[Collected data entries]
=-=-=

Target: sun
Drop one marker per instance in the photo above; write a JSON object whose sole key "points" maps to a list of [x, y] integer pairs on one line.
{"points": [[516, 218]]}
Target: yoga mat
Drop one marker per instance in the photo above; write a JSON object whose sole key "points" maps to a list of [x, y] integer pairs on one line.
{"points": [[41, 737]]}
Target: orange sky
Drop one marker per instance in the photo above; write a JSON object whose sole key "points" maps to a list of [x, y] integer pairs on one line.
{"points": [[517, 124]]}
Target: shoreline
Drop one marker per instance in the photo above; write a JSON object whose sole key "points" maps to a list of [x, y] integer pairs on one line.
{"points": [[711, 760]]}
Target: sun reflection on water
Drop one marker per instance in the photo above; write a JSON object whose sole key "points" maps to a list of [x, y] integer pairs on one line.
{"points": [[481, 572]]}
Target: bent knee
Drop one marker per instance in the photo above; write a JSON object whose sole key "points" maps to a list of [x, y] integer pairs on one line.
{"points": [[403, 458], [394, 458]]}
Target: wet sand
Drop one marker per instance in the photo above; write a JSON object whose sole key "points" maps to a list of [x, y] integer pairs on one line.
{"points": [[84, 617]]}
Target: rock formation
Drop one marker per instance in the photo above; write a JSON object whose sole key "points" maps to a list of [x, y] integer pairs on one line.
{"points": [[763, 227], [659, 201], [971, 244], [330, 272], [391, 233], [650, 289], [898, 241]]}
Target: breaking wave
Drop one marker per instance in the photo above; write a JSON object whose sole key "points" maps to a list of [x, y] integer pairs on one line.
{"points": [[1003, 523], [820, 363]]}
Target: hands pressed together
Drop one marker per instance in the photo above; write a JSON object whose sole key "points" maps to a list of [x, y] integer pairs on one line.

=-=-=

◆ Work task ◆
Your reply must reproduce all records above exactly.

◆ Expected answer ◆
Target: sun
Drop one marker per instance in the photo above; write a JSON object whose sole key "points" maps to a list of [x, y] integer pairs on one line.
{"points": [[516, 218]]}
Target: yoga mat
Drop one marker per instance in the photo above; write a JSON object whose sole key "points" maps to a list of [x, y] integer pairs on one line.
{"points": [[41, 737]]}
Target: orange sky
Drop one marker per instance in the photo above; write a JSON object whose sole key "points" maps to a list of [x, y] integer pairs on one line.
{"points": [[517, 124]]}
Target: shoreline
Drop one marker per instance in the photo above; write a JSON object whose sole key "points" maps to a list of [x, y] integer pairs on one line.
{"points": [[711, 760]]}
Target: sun reflection on water
Drop one marker per instance in the photo above; write a JSON object whose sole key "points" maps to a list of [x, y] integer pairs on one line.
{"points": [[481, 572]]}
Target: bent knee
Drop one marker per instance in the photo above; write a JSON object whose sole key "points" maps to a list of [x, y] integer pairs on one line.
{"points": [[403, 458], [394, 458]]}
Target: wet sand
Drop one marker per instance in the photo above; write a JSON object whose sole key "points" maps to a list of [x, y] integer pairs on one line.
{"points": [[84, 617]]}
Target: rock formation
Drop one marker per instance in the photo above; write a JSON object whose sole key "points" maps to a list of [x, y] integer pairs on one line.
{"points": [[763, 227], [659, 201], [971, 244], [330, 272], [391, 233], [650, 289], [898, 241]]}
Target: breaking wave
Drop one marker per instance in the photo above; write a JSON object whose sole key "points" maps to a list of [x, y] integer pairs on one line.
{"points": [[1003, 523], [820, 363]]}
Target: hands pressed together
Drop one marker per instance in the photo above; write a JSON object whose sole key "points" maps to a list of [x, y] integer pairs on one line.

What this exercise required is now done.